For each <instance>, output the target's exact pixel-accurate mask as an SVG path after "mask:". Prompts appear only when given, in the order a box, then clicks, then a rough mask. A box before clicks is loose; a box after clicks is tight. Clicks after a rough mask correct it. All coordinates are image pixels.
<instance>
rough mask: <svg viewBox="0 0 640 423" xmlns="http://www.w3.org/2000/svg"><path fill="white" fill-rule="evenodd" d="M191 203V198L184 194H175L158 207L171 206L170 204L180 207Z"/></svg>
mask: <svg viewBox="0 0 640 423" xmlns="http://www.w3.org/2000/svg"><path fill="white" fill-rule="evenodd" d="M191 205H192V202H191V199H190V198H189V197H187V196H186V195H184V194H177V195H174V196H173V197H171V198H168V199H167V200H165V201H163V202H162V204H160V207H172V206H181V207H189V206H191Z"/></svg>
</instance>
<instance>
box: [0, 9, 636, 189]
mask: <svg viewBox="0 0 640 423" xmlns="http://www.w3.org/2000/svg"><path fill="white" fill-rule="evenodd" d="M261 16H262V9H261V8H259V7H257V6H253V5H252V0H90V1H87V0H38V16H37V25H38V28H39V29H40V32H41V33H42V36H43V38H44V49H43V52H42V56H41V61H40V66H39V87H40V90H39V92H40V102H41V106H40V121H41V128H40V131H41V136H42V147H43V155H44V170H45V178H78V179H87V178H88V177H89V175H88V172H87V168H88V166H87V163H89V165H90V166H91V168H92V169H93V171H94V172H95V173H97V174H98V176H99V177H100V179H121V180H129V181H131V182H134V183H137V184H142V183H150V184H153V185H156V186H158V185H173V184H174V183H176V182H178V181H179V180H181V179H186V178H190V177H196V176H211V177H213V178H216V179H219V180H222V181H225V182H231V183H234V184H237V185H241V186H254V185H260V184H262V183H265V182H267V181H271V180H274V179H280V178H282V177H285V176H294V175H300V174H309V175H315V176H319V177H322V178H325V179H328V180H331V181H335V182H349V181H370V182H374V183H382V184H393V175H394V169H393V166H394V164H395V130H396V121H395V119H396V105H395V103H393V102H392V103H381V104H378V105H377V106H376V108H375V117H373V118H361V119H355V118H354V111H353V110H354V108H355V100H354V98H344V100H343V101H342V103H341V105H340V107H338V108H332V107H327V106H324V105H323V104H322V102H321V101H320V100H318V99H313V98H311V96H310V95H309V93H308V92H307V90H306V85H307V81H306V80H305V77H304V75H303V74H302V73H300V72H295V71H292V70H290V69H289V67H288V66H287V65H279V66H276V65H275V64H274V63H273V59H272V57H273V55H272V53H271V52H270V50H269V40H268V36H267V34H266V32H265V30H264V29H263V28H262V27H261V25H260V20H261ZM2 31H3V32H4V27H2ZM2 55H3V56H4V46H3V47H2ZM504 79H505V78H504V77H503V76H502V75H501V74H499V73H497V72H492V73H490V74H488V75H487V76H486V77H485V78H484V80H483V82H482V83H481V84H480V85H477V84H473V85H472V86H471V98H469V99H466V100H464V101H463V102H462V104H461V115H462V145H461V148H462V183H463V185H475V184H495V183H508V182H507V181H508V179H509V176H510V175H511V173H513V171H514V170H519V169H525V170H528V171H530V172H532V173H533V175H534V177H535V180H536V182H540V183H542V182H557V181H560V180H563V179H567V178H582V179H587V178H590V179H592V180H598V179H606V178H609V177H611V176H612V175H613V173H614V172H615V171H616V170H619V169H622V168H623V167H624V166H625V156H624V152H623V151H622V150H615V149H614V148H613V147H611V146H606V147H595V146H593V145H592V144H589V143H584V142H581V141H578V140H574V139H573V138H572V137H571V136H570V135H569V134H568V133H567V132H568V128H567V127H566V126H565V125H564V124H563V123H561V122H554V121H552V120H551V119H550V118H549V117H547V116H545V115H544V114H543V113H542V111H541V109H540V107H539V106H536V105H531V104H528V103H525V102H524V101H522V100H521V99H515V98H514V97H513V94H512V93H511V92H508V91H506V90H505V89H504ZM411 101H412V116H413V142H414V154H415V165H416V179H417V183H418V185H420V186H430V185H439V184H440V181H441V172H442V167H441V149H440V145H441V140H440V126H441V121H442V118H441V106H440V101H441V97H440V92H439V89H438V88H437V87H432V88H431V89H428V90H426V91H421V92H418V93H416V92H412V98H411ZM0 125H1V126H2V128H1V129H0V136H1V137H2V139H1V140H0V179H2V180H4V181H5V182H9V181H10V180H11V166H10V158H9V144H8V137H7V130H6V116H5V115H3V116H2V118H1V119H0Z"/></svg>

★ ★ ★ ★

### DESCRIPTION OF THE TASK
Transcribe all entries exactly as they are given.

### RESPONSE FOR THIS EXERCISE
For each <instance>, output the target's exact pixel-accurate mask as an SVG path after "mask:". Prompts appear only when given, in the order a box, then clicks, then a rough mask. A box before clicks is loose; a box after clicks is tight. Clicks after a rough mask correct it. All coordinates are image pixels.
<instance>
rough mask: <svg viewBox="0 0 640 423" xmlns="http://www.w3.org/2000/svg"><path fill="white" fill-rule="evenodd" d="M191 203V198L184 194H175L158 207L171 206L170 204L180 207Z"/></svg>
mask: <svg viewBox="0 0 640 423" xmlns="http://www.w3.org/2000/svg"><path fill="white" fill-rule="evenodd" d="M191 205H192V202H191V199H190V198H189V197H187V196H186V195H184V194H177V195H174V196H173V197H171V198H168V199H167V200H165V201H163V202H162V204H160V207H172V206H181V207H189V206H191Z"/></svg>
</instance>
<instance>
box: [0, 9, 636, 189]
mask: <svg viewBox="0 0 640 423" xmlns="http://www.w3.org/2000/svg"><path fill="white" fill-rule="evenodd" d="M261 16H262V9H261V8H259V7H257V6H253V5H252V0H90V1H87V0H38V16H37V25H38V28H39V29H40V32H41V33H42V36H43V38H44V49H43V52H42V56H41V61H40V66H39V87H40V90H39V92H40V102H41V106H40V121H41V128H40V131H41V136H42V147H43V155H44V170H45V178H78V179H87V178H88V177H89V175H88V172H87V168H88V166H87V163H89V165H90V166H91V168H92V169H93V171H94V172H95V173H97V174H98V176H99V177H100V179H121V180H129V181H131V182H134V183H137V184H142V183H150V184H153V185H156V186H158V185H173V184H174V183H176V182H178V181H179V180H181V179H186V178H190V177H196V176H211V177H213V178H216V179H219V180H222V181H225V182H231V183H234V184H237V185H241V186H254V185H260V184H262V183H265V182H267V181H271V180H274V179H280V178H282V177H285V176H294V175H300V174H309V175H315V176H319V177H322V178H325V179H328V180H331V181H335V182H349V181H370V182H374V183H382V184H393V175H394V169H393V166H394V164H395V130H396V121H395V119H396V105H395V103H393V102H392V103H381V104H378V105H377V106H376V108H375V117H373V118H361V119H355V118H354V111H353V110H354V108H355V100H354V98H344V100H343V101H342V103H341V105H340V107H338V108H332V107H327V106H324V105H323V104H322V102H321V101H320V100H318V99H313V98H311V96H310V95H309V93H308V92H307V90H306V85H307V81H306V80H305V77H304V75H303V74H302V73H300V72H295V71H292V70H290V69H289V67H288V66H287V65H279V66H276V65H275V64H274V63H273V59H272V57H273V55H272V53H271V52H270V50H269V40H268V36H267V34H266V32H265V30H264V29H263V28H262V27H261V25H260V20H261ZM2 31H3V32H4V27H2ZM2 55H3V56H4V46H3V47H2ZM504 79H505V78H504V77H503V76H502V75H501V74H499V73H497V72H492V73H490V74H488V75H487V76H486V77H485V78H484V80H483V82H482V83H481V84H480V85H477V84H473V85H472V86H471V98H469V99H466V100H464V101H463V102H462V104H461V115H462V145H461V148H462V183H463V185H475V184H495V183H508V182H507V181H508V179H509V176H510V175H511V173H513V171H514V170H519V169H525V170H528V171H530V172H532V173H533V175H534V177H535V180H536V182H540V183H542V182H557V181H560V180H563V179H567V178H582V179H587V178H590V179H592V180H598V179H606V178H609V177H611V176H612V175H613V173H614V172H615V171H616V170H619V169H622V168H623V167H624V166H625V156H624V152H623V151H622V150H615V149H614V148H613V147H611V146H606V147H595V146H593V145H592V144H589V143H584V142H581V141H578V140H574V139H573V138H572V137H571V136H570V135H569V134H568V133H567V132H568V128H567V127H566V126H565V125H564V124H563V123H561V122H554V121H552V120H551V119H550V118H549V117H547V116H545V115H544V114H543V113H542V111H541V109H540V107H539V106H536V105H531V104H528V103H525V102H524V101H522V100H521V99H515V98H514V97H513V94H512V93H511V92H508V91H506V90H505V89H504ZM411 101H412V116H413V142H414V154H415V165H416V179H417V183H418V185H420V186H430V185H439V184H440V181H441V172H442V167H441V149H440V145H441V140H440V126H441V121H442V118H441V106H440V101H441V97H440V92H439V89H438V88H437V87H432V88H431V89H428V90H426V91H421V92H418V93H416V92H412V98H411ZM0 125H1V126H2V128H1V129H0V136H1V137H2V139H1V140H0V179H2V180H4V181H5V182H9V181H10V180H11V166H10V158H9V144H8V137H7V130H6V116H5V115H3V116H2V118H1V119H0Z"/></svg>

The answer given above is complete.